» Required action 1
Transcribe the part of the blog post that begins with the words "Tonight I was" and ends after the words "LOL. ohh wow.".
» Required action 2
List every job the writer of the blog post sought or applied for.

» Selected text

Tonight I was going to just stay in, and fall asleep on the couch. Well, then John and Brandy called me and asked if I wanted to go play Lazer tag......ohh my, I haven't done that since I was like 15 years old. BUT, I couldn't say no....cuz I am a wimp. It ended up being everything I thought it would, but I enjoy being with my sister and her fiance. So, it was worth it.

As if the facial expression doesn't say it all. I was thinking, "how old are you again?" at this moment after I had played several games of Lazer tag. LOL. ohh wow.

Thursday, September 20, 2007

I make myself available because I CARE ABOUT PEOPLE! DUH!

Worked hard today, it got pretty warm too I might add. I think past 90. After work my mother took me to go apply for a position that does DATA entry for the post office, but they weren't taking applications. So, instead of doing the old fashioned forms of applying for a job, I decided to get all tech n9ne, and do it over the internet. I applied for a couple of positions at the hospital. One was for a assistant housekeeping position, the other was for some desk job. I hate applying online, because you never know who you are dealing with. Ya know? If I sat down with someone, I can tell by their body language, and facial expressions, also the tone in their voice of how I should act, speak, and portray myself. I can't put a read on who ever is reading my application, I guess all you can do is write honestly, and pray that whatever is suppose to happen, HAPPENS! I am not stressed, I am not worried, I would just really like to get out of this physical labor job. My tremors are getting worse and worse every week. I do not want to jeopardize my health on account of mowing lawns. That just doesn't seem very smart. BUT, at the same time, I am not going to quit Vision Scapes, until I have another job lined up.

» Dataset entries
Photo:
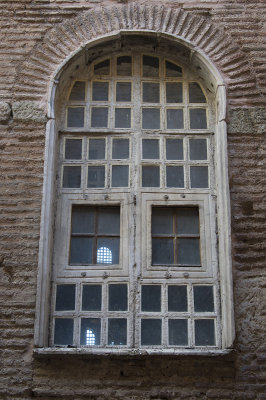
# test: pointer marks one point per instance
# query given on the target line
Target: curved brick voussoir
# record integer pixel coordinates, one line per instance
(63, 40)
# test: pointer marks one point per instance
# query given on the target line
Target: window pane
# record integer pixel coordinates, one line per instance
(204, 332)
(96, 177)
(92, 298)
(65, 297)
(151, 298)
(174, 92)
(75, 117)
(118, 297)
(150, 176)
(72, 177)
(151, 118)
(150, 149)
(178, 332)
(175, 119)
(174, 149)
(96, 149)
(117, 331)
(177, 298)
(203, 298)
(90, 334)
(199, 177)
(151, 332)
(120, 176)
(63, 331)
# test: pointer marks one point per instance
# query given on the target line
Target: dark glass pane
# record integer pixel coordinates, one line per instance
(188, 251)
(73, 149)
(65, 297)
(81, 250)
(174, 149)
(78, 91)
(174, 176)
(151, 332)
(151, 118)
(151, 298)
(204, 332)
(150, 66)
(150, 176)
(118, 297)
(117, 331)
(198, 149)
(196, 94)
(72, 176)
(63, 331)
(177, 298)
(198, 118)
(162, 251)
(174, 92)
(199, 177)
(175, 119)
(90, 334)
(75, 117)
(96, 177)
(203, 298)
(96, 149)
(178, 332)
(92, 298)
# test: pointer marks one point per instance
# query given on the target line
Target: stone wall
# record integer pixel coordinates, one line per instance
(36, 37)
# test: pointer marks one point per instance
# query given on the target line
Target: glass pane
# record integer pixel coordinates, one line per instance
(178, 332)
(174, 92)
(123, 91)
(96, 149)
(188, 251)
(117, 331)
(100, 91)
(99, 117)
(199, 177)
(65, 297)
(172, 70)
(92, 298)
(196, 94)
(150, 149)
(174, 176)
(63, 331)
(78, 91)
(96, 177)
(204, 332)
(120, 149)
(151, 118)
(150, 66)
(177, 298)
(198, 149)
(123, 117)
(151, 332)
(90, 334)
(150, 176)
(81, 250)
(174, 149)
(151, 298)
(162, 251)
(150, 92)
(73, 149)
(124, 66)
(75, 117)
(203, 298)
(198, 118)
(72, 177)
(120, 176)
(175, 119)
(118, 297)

» Task result 1
Tonight I was going to just stay in, and fall asleep on the couch. Well, then John and Brandy called me and asked if I wanted to go play Lazer tag......ohh my, I haven't done that since I was like 15 years old. BUT, I couldn't say no....cuz I am a wimp. It ended up being everything I thought it would, but I enjoy being with my sister and her fiance. So, it was worth it.

As if the facial expression doesn't say it all. I was thinking, "how old are you again?" at this moment after I had played several games of Lazer tag. LOL. ohh wow.

» Task result 2
- A data entry position for the post office
- An assistant housekeeping position at the hospital
- A desk job at the hospital